[[ READING PASSAGE, beginning ]]
I've had psoriasis since I was 13, so at this point I've had it for more than half of my life. Mine started on my scalp. I started going to the doctor and she thought it was dermatitis, just a dry scalp. She gave me ointments, and it just wasn't going away. After another two years, I started getting spots all over my body -- but little ones, because I have guttate rather than plaque, so it looks kind of like a tiny rash. When that happened, we were visiting family in Argentina. My mom's really good friend works at a big hospital there and she made her take me to the dermatologist. He took one look at me and said, "You have psoriasis."
Of course, I was just like, No, no, no. I don't know what that is, and for two years someone's been telling me that I have dry scalp. But he said "No. I'm going to run some tests to see if it's a fungus or if it's any other kind of infection, but ...." And of course he was right. I was amazed. He had one look at me, at my scalp, my spots, and he was certain.
[[ READING PASSAGE, end ]]
[[ EXERCISE DATA, beginning ]]
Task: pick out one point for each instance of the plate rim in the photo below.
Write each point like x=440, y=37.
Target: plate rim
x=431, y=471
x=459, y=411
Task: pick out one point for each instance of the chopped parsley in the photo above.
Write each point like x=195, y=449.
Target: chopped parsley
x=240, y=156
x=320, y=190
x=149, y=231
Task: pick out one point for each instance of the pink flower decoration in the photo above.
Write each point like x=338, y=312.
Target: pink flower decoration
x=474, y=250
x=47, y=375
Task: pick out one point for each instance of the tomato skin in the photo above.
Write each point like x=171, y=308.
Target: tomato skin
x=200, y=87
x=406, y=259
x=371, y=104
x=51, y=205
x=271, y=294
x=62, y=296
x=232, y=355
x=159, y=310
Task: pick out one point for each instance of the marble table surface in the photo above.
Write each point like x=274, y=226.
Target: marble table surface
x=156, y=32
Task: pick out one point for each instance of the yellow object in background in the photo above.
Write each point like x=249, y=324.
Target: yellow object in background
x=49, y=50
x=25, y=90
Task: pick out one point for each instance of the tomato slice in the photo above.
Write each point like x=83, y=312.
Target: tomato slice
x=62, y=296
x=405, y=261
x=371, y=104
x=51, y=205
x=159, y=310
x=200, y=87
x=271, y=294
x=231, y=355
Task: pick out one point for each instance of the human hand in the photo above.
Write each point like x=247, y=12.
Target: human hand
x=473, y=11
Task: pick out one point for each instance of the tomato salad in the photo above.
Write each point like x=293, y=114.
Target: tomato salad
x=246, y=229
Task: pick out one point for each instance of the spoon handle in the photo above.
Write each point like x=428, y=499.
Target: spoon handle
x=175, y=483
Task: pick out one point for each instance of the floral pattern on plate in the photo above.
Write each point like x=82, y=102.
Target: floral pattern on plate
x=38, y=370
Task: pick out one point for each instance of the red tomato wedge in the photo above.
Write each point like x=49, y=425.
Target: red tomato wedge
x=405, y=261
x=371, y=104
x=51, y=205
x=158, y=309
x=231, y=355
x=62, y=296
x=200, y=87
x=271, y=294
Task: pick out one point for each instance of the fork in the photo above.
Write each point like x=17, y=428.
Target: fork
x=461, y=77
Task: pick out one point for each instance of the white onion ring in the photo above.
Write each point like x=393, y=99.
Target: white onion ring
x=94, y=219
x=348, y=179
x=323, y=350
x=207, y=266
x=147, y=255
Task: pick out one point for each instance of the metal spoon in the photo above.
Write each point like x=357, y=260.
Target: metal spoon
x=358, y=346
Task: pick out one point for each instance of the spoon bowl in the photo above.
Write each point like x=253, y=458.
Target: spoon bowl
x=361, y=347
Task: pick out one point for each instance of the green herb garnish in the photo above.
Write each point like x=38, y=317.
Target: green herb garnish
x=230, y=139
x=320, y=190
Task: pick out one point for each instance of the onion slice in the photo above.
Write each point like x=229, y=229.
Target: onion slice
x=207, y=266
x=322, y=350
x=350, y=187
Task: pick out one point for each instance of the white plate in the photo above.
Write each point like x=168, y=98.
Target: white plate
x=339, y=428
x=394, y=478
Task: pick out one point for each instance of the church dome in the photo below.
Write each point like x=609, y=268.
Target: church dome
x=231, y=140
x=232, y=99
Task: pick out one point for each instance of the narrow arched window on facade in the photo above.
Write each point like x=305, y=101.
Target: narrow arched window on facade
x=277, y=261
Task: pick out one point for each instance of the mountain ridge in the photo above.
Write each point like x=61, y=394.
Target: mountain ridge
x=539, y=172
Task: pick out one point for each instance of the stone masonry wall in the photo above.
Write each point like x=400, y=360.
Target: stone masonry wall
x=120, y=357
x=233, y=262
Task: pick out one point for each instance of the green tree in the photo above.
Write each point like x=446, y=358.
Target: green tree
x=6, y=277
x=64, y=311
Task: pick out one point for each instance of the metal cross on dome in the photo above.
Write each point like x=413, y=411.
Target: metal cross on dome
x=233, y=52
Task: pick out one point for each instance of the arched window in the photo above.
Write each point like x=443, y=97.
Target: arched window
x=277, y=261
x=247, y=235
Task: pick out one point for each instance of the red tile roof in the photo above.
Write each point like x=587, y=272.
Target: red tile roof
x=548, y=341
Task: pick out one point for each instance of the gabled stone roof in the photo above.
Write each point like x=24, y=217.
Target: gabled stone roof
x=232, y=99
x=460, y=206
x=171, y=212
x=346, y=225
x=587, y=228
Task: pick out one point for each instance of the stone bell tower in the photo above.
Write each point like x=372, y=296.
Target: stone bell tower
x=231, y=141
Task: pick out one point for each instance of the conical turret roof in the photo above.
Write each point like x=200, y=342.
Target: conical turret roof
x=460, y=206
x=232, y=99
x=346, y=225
[[ EXERCISE DATA, end ]]
[[ EXERCISE DATA, beginning ]]
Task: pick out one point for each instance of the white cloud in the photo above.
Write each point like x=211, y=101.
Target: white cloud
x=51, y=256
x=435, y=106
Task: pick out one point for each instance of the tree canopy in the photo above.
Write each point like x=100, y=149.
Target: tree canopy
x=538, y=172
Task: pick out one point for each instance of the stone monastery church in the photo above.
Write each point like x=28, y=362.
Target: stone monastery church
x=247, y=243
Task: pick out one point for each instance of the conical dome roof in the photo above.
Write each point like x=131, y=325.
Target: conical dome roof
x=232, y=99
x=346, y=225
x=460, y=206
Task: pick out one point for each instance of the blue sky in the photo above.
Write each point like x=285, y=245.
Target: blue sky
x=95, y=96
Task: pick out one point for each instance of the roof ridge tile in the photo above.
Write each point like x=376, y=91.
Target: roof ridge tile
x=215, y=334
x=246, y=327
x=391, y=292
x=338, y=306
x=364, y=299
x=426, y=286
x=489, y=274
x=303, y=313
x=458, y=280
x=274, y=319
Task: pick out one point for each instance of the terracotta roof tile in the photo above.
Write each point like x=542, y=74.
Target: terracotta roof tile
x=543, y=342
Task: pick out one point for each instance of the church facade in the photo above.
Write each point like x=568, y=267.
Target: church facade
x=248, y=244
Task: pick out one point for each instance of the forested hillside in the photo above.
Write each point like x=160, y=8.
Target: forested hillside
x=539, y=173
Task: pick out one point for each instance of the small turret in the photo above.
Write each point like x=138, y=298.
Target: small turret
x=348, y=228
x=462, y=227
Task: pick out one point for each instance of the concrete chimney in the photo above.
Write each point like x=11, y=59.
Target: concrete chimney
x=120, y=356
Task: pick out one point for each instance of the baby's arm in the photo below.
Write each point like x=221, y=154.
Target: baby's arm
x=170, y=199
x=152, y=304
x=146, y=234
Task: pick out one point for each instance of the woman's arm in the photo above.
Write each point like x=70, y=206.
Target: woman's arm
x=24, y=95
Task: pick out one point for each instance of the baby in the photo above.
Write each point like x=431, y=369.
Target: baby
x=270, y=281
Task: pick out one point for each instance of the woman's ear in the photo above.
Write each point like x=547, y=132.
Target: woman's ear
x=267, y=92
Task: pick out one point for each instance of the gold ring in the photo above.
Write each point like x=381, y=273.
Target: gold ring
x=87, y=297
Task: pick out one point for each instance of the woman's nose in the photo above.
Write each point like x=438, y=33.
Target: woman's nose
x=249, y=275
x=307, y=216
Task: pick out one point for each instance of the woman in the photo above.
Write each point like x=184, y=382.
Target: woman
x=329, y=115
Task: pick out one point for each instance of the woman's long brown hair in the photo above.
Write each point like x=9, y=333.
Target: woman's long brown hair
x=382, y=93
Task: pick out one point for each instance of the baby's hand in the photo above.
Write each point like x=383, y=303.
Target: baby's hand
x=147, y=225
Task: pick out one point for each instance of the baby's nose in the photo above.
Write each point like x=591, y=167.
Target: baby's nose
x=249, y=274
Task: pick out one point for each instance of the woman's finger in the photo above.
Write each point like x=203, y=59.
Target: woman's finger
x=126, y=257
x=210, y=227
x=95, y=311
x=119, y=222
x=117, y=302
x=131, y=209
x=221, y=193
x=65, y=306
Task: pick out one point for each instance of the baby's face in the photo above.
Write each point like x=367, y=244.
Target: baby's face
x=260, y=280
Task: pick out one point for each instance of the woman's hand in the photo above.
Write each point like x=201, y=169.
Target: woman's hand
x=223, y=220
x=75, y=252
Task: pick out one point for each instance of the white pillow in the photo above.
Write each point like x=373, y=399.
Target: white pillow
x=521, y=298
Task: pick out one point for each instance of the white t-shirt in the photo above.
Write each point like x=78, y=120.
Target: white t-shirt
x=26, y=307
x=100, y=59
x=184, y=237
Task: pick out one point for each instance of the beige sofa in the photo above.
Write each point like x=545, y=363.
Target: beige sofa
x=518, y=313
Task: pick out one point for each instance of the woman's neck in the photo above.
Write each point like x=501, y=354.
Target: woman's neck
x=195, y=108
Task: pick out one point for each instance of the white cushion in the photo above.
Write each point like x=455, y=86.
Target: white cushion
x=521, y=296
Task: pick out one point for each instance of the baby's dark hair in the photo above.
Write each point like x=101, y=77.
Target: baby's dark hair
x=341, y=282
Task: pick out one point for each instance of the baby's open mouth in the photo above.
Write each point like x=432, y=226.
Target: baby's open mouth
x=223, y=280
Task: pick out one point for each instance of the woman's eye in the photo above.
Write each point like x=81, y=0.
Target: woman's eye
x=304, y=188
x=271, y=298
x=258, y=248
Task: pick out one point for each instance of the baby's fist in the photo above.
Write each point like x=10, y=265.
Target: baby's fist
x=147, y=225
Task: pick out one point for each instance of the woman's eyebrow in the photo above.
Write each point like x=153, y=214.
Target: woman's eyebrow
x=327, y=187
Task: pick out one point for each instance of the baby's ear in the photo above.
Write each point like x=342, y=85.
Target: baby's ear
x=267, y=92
[[ EXERCISE DATA, end ]]
- REQUIREMENT:
Revise the psoriasis account from "Of course, I" up to and including "he was certain.", replacing "amazed" with "astonished".

- ANSWER TO THIS PROBLEM:
Of course, I was just like, No, no, no. I don't know what that is, and for two years someone's been telling me that I have dry scalp. But he said "No. I'm going to run some tests to see if it's a fungus or if it's any other kind of infection, but ...." And of course he was right. I was astonished. He had one look at me, at my scalp, my spots, and he was certain.